CONSIGNE ÉCRITE:
Dites, s'il vous plaît, si les affirmations suivantes concordent avec le texte sur la cohérence entre discours et actes, en répondant par oui ou par non et en citant mot pour mot le passage décisif. (a) Selon Gilles Reeb, la bonne entreprise se définit de la même façon pour tous les candidats. (b) Le texte affirme qu'il peut exister un écart entre la culture d'entreprise et la communication externe de l'organisation. (c) D'après le texte, seules certaines entreprises peuvent avoir des valeurs.

TEXTE FOURNI:
....
Cohérence entre discours et actes : comment s'en assurer avant de postuler ?
18 mai 2020
7min
En transition professionnelle, vous souhaitez saisir l’occasion pour rejoindre (enfin) une société engagée, à votre image ? Mais comment savoir ce qui se passe vraiment au cœur des entreprises avant d’en franchir la porte ? Les informations mises à la disposition des candidats ne permettent pas toujours d’y voir clair : il peut parfois y avoir un réel écart entre la culture d’entreprise et la communication externe de l’organisation. Comment s’assurer, lorsque l’on s’apprête à rejoindre une nouvelle structure, qu’elle est celle que nous cherchons et qui correspond à nos attentes ? Bref, comment vérifier qu’il y a une réelle cohérence entre le discours et les actes ?
La bonne entreprise : nos attentes individuelles et collectives
Quelle est, pour moi, la bonne entreprise ?
Trouver la bonne entreprise permet de s’y épanouir, certes, mais qu’est-ce que « la bonne entreprise » ? Le sujet est épineux… Pour creuser la question, nous avons rencontré Gilles Reeb, fondateur de Uzful, qui a l’habitude d’accompagner les entreprises dans leurs engagements. Pour l’entrepreneur, la définition de ce que peut être une bonne entreprise diffère d’un candidat à l’autre : « La bonne entreprise, pour un candidat, c’est avant tout une entreprise alignée sur ses valeurs à lui, une entreprise dont la mission va résonner pour lui ».
Il ne s’agit pas alors de rechercher une entreprise avec des valeurs - toutes les entreprises peuvent en avoir -, mais de cibler une entreprise dont les valeurs nous parlent (protection de l’environnement, justice sociale, défense d’une économie locale, aide à la création d’emplois, protection des plus fragiles…), avec une mission qui entre en résonnance avec notre vision d’un « monde meilleur » et la manière dont on veut y contribuer !
....
DONNÉES FOURNIES:
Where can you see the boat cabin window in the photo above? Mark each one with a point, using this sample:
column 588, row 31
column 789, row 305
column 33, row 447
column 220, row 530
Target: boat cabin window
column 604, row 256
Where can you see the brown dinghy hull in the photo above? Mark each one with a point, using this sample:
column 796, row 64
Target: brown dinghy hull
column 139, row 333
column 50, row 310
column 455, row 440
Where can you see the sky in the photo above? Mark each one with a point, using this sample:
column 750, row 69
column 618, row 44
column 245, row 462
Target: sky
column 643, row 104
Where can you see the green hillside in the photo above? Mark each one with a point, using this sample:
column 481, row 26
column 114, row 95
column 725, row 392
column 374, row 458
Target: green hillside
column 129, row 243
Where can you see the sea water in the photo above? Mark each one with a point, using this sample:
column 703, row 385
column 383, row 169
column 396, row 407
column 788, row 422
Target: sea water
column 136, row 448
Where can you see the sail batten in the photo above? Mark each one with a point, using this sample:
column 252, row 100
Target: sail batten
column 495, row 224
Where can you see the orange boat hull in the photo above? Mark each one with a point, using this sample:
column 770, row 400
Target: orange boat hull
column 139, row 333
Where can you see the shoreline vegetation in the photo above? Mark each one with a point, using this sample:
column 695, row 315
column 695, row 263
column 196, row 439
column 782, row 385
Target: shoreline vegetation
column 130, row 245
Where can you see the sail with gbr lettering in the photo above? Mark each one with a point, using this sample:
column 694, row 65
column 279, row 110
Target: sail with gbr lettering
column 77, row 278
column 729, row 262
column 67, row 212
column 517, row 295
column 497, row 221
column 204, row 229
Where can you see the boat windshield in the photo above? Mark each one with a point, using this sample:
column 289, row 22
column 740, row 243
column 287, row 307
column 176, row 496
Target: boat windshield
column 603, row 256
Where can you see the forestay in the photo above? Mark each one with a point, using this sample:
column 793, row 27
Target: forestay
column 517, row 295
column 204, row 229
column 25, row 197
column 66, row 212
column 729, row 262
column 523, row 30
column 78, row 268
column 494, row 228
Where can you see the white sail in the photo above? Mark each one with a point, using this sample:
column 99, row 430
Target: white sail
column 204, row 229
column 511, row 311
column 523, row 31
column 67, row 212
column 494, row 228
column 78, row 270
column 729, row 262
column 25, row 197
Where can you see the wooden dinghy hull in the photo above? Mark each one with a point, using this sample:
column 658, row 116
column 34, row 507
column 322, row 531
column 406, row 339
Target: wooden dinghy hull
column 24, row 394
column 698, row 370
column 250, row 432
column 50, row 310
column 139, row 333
....
CORRIGÉ:
(a) Non : « la définition de ce que peut être une bonne entreprise diffère d’un candidat à l’autre »
(b) Oui : « il peut parfois y avoir un réel écart entre la culture d’entreprise et la communication externe de l’organisation »
(c) Non : « toutes les entreprises peuvent en avoir »